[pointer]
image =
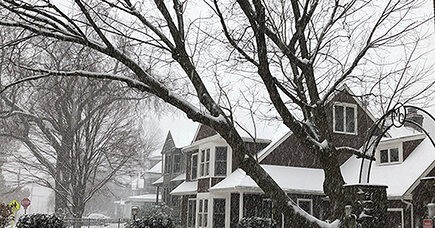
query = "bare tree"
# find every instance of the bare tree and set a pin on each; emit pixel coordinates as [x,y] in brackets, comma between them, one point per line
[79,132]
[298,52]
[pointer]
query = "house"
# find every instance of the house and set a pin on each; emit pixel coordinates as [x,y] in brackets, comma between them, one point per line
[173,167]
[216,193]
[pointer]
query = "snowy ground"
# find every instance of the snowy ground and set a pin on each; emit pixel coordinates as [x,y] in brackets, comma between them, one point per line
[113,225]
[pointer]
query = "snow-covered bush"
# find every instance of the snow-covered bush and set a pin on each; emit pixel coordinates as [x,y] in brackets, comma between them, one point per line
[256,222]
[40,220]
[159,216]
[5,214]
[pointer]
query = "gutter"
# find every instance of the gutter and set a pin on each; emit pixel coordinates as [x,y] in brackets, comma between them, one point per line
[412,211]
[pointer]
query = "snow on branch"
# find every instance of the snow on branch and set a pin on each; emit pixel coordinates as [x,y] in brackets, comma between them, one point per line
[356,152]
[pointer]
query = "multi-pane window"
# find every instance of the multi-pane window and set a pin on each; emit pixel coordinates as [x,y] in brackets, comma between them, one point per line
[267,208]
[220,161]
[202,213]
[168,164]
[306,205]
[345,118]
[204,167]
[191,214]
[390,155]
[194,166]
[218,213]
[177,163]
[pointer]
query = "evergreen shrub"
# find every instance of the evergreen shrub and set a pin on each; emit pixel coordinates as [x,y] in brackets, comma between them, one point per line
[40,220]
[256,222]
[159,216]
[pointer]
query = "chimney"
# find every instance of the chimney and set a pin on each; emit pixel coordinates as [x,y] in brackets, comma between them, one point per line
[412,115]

What you are asked to do ▸ Please write out all the lines above again in full, multiplying only the pixel coordinates in the answers by 0.6 and rounding each to a whole number, with halves rounded up. Leave the pictures out of your answer.

Exercise result ▸
[pointer]
image =
query = "bare tree"
# find every instance of the bare tree and set a pin on each; emit pixel coordinates as [x,y] in brackets, comma between them, one point per line
[47,79]
[179,31]
[pointer]
query = "house"
# find every instance of the house and set a pin on each; emit pixel coordinates as [x,y] in brackets, comma between them, one point per line
[104,100]
[130,116]
[pointer]
query = "snowy ground"
# find every instance of the snowy ground and set a pin on each; emit pixel coordinates as [x,y] in brackets, comma between them, one point per line
[68,135]
[pointer]
query = "snow-covered bush"
# find every instance of the snow-covered bush and set a pin on each; emit pixel coordinates as [x,y] in brackets, comma between them, one point per line
[154,133]
[24,132]
[95,130]
[3,128]
[pointer]
query = "gutter"
# find every instance of the gutter and set a pin on each; emit pixel coordinates as [x,y] in brackets, comma between them, one point per line
[247,127]
[pointer]
query = "snow on branch"
# find every instance of the snow on branch and set a pin on each; emit pixel coordinates as [x,y] in brackets, comma between them, one point per line
[214,91]
[pointer]
query = "multi-pane window"
# find every instance of the multi-pane window and set a pin on each; emit pixel coordinates as [x,y] in brackets, comma between them, one point per line
[160,125]
[132,97]
[121,128]
[101,98]
[184,123]
[207,71]
[122,100]
[115,128]
[234,93]
[116,100]
[131,128]
[106,98]
[pointer]
query = "evergreen shrub"
# find every instance of the evergreen shrub and set a pin on each; emit pixel coordinates as [x,y] in brackets, comma between them, one point per line
[24,132]
[154,133]
[95,130]
[pointer]
query = "chimney"
# find every instance of the chimney and set a pin on each; emit pixel coordinates as [x,y] in brackets, comma between them, one point per line
[247,69]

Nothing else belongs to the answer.